(The exercise): Convert the listing below into a numbered list, one item per line, and leave out any blank lines.

(Records for the task):
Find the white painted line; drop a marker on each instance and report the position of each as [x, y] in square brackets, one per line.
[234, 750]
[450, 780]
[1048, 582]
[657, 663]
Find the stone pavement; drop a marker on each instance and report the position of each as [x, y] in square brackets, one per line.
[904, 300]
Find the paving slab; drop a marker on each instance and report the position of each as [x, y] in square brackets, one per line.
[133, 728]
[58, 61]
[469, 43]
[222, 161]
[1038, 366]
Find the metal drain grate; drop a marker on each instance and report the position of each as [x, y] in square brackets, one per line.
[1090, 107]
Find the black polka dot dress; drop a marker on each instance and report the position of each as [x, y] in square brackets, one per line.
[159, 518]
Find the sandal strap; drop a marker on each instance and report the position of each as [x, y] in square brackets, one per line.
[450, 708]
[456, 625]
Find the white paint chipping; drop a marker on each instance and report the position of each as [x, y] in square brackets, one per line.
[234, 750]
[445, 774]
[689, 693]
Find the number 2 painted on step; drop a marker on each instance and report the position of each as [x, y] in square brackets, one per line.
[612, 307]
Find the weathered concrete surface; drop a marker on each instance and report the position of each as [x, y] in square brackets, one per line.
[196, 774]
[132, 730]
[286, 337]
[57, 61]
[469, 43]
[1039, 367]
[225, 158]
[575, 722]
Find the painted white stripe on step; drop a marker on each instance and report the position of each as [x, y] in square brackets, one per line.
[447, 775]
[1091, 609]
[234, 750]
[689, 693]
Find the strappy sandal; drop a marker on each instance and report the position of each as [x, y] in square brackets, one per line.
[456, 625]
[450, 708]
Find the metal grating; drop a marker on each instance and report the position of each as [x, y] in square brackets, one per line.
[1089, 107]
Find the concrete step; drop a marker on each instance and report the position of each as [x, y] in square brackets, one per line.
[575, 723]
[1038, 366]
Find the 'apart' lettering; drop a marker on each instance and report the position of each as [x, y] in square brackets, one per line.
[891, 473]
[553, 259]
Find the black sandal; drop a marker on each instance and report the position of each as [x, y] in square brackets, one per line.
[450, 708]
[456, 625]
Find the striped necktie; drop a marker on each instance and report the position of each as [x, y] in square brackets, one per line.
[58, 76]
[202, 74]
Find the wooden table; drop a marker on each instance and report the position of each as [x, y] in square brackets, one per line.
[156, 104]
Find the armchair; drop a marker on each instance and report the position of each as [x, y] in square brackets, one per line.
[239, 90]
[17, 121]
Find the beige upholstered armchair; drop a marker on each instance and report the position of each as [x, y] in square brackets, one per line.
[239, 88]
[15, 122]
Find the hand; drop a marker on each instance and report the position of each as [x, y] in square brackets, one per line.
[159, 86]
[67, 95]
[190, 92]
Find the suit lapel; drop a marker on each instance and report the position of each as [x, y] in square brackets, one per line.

(Answer for this exercise):
1. Find the white painted line; drop a marker on each instance and report the position of each as [x, y] in square brackets, one per line.
2. [234, 750]
3. [450, 780]
4. [1048, 582]
5. [657, 663]
6. Find the stone pavement; drop a marker on each instance and report the position of each as [x, y] in square brackets, one per line.
7. [904, 300]
8. Find the paving slab; drop a marker on each instance and report the position of each as [x, y] in square brackets, one per line.
9. [133, 728]
10. [58, 61]
11. [469, 43]
12. [222, 161]
13. [1038, 366]
14. Find the metal drain grate; drop a marker on each instance and report the position of each as [x, y] in square brackets, one per line.
15. [1090, 107]
16. Find the black polka dot dress; drop a marker on each instance and report the position of each as [x, y] in square brackets, one per line.
17. [159, 518]
18. Find the sandal strap; drop a marker on each instance and report the position of each as [x, y] in square brackets, one per line.
19. [450, 708]
20. [456, 625]
21. Find the white paint chipping; drop a marker on each instance and report the position of each as [x, y] in square brackets, one per line.
22. [234, 750]
23. [445, 774]
24. [689, 693]
25. Find the number 2 painted on step; drop a marker on each instance and report the position of each as [x, y] in square brackets, one per line.
26. [612, 307]
27. Find the weathered concrete surface; drop a marker on each instance and report the position of each as [x, y] in square brackets, one per line.
28. [196, 774]
29. [132, 730]
30. [286, 337]
31. [57, 61]
32. [469, 43]
33. [1039, 367]
34. [225, 158]
35. [575, 722]
36. Find the painted white stripe on step; drop a marker on each instance and report the position of each as [x, y] in square brackets, one per line.
37. [447, 775]
38. [1091, 609]
39. [234, 750]
40. [689, 693]
41. Find the strappy sandal; drop a marker on each instance and report the position of each as [x, y] in square brackets, one per line.
42. [456, 625]
43. [450, 708]
44. Find the metal grating; drop a marker on each instance and report the position of each as [x, y] in square brackets, one per line.
45. [1089, 107]
46. Find the concrete step; drop a marker on each instance and report the position of each as [x, y] in square brackets, one per line.
47. [575, 723]
48. [1038, 366]
49. Find the 'apart' lettering; drop a marker on each instance and report the position of each as [x, y] in square brackets, one per line.
50. [891, 473]
51. [553, 259]
52. Find the black sandal; drop a marker on each instance and report the position of each as [x, y] in square brackets, one per line.
53. [450, 708]
54. [456, 625]
55. Find the striped necktie; drop a marker on each instance and report the position of each as [x, y] in square brackets, one per line.
56. [58, 76]
57. [202, 74]
58. Find the wooden table; drop a marker on each instance and report the position of each as [x, y] in square brackets, one per line.
59. [156, 104]
60. Find the armchair; drop a marker on each instance and report the position of each as [x, y] in square brackets, one per line.
61. [239, 90]
62. [17, 121]
63. Find the beige upholstered armchair; drop a marker on each instance and report the position of each as [x, y] in square brackets, one per line.
64. [239, 88]
65. [15, 122]
66. Find the hand; drop a marker on each instance and report the position of each as [x, y] in square brackets, one per line.
67. [159, 86]
68. [67, 95]
69. [190, 92]
70. Find the suit lapel; drop a marker on each instance and report the position of each as [x, y] in square brackets, one per line.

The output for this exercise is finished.